## Requirements
Rewrite the listing below as a JSON list of strings, one string per line, leaving out blank lines and the pictures.

--- Start of Data listing ---

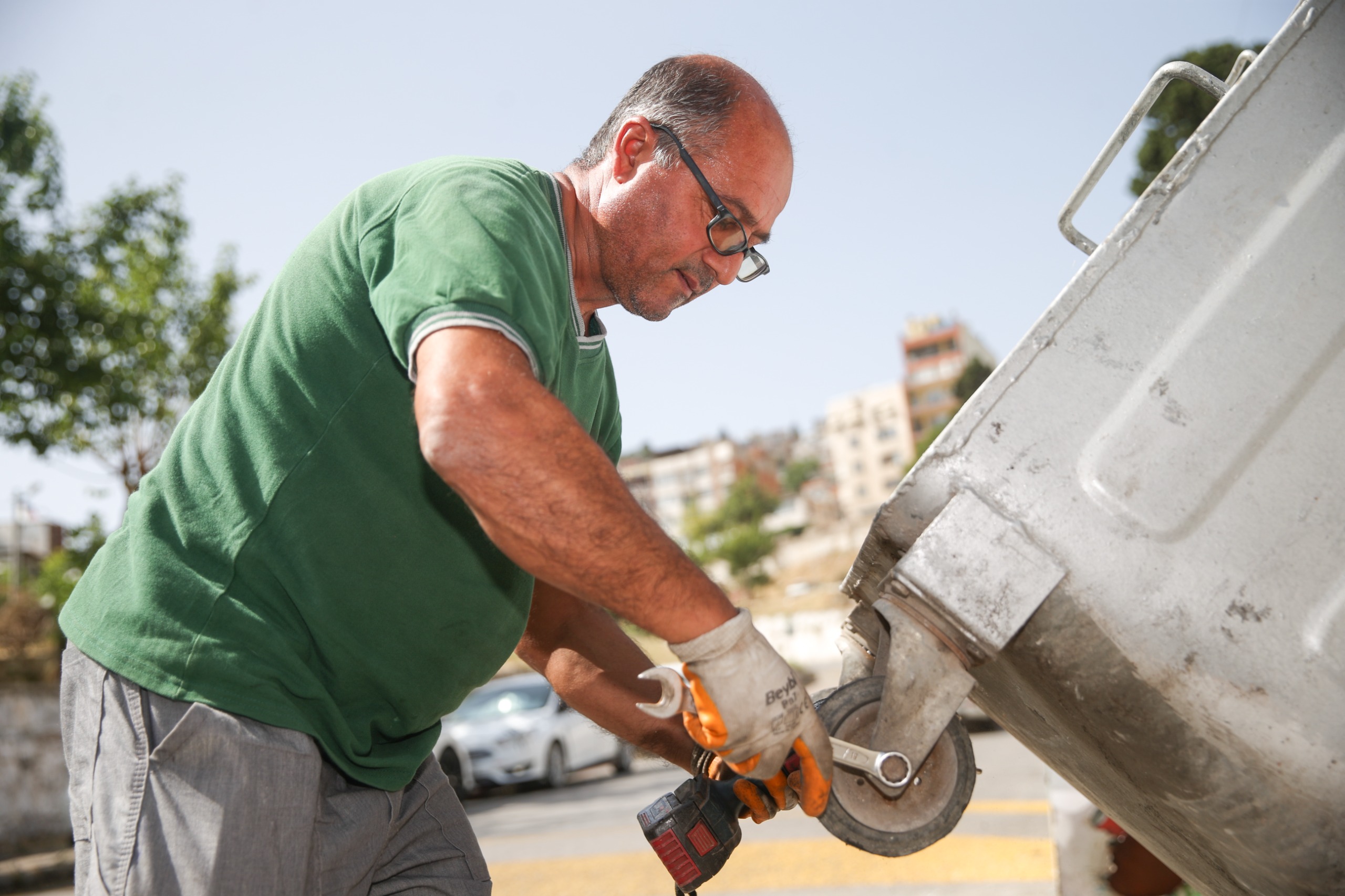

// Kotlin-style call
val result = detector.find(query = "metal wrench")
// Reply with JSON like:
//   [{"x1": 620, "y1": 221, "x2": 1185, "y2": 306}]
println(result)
[{"x1": 635, "y1": 666, "x2": 915, "y2": 787}]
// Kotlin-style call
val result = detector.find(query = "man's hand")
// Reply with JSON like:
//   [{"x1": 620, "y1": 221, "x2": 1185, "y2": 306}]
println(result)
[{"x1": 668, "y1": 609, "x2": 831, "y2": 817}]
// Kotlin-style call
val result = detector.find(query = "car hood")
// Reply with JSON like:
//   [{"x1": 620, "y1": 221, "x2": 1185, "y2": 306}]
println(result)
[{"x1": 444, "y1": 713, "x2": 542, "y2": 747}]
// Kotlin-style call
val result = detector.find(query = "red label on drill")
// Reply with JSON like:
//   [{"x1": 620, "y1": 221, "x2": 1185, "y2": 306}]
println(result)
[
  {"x1": 649, "y1": 822, "x2": 709, "y2": 887},
  {"x1": 686, "y1": 821, "x2": 720, "y2": 856}
]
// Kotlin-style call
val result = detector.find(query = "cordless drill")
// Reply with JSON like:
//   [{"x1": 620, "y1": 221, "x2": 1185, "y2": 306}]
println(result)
[
  {"x1": 636, "y1": 775, "x2": 742, "y2": 896},
  {"x1": 636, "y1": 749, "x2": 799, "y2": 896}
]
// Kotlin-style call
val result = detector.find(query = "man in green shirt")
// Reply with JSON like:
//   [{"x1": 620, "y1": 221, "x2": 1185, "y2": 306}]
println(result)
[{"x1": 60, "y1": 57, "x2": 831, "y2": 893}]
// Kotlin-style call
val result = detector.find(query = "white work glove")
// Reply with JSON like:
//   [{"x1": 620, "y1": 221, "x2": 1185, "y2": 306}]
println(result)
[{"x1": 668, "y1": 609, "x2": 831, "y2": 817}]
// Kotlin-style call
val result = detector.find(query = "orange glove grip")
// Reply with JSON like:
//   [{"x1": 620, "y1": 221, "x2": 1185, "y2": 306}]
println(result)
[{"x1": 793, "y1": 737, "x2": 831, "y2": 818}]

--- End of Data listing ---

## Solution below
[
  "// Kotlin-style call",
  "val result = detector.find(query = \"metal wrench\")",
  "// Reply with JSON like:",
  "//   [{\"x1\": 620, \"y1\": 221, \"x2\": 1185, \"y2\": 306}]",
  "println(result)",
  "[{\"x1\": 635, \"y1\": 666, \"x2\": 915, \"y2\": 787}]",
  "// Kotlin-style call",
  "val result = detector.find(query = \"man's hand\")",
  "// Reply with JSON like:",
  "//   [{\"x1\": 620, \"y1\": 221, \"x2\": 1185, \"y2\": 306}]",
  "println(result)",
  "[{\"x1\": 668, \"y1\": 609, \"x2\": 831, \"y2\": 817}]",
  "// Kotlin-style call",
  "val result = detector.find(query = \"car hood\")",
  "// Reply with JSON like:",
  "//   [{\"x1\": 620, \"y1\": 221, \"x2\": 1185, \"y2\": 306}]",
  "println(result)",
  "[{\"x1\": 444, \"y1\": 713, \"x2\": 542, \"y2\": 747}]",
  "// Kotlin-style call",
  "val result = detector.find(query = \"red label on drill\")",
  "// Reply with JSON like:",
  "//   [{\"x1\": 620, \"y1\": 221, \"x2\": 1185, \"y2\": 306}]",
  "println(result)",
  "[",
  "  {\"x1\": 649, \"y1\": 822, \"x2\": 709, \"y2\": 887},",
  "  {\"x1\": 686, \"y1\": 821, \"x2\": 720, \"y2\": 856}",
  "]",
  "// Kotlin-style call",
  "val result = detector.find(query = \"cordless drill\")",
  "// Reply with JSON like:",
  "//   [{\"x1\": 620, \"y1\": 221, \"x2\": 1185, \"y2\": 306}]",
  "println(result)",
  "[",
  "  {\"x1\": 636, \"y1\": 775, \"x2\": 742, \"y2\": 896},",
  "  {\"x1\": 636, \"y1\": 749, \"x2\": 799, \"y2\": 896}",
  "]",
  "// Kotlin-style call",
  "val result = detector.find(query = \"man in green shirt\")",
  "// Reply with JSON like:",
  "//   [{\"x1\": 620, \"y1\": 221, \"x2\": 1185, \"y2\": 306}]",
  "println(result)",
  "[{\"x1\": 60, \"y1\": 57, \"x2\": 831, \"y2\": 893}]",
  "// Kotlin-style call",
  "val result = detector.find(query = \"white work glove\")",
  "// Reply with JSON like:",
  "//   [{\"x1\": 620, \"y1\": 221, \"x2\": 1185, \"y2\": 306}]",
  "println(result)",
  "[{\"x1\": 668, \"y1\": 609, \"x2\": 831, \"y2\": 817}]",
  "// Kotlin-style call",
  "val result = detector.find(query = \"orange glove grip\")",
  "// Reply with JSON like:",
  "//   [{\"x1\": 620, \"y1\": 221, \"x2\": 1185, \"y2\": 306}]",
  "println(result)",
  "[{\"x1\": 793, \"y1\": 737, \"x2\": 831, \"y2\": 818}]"
]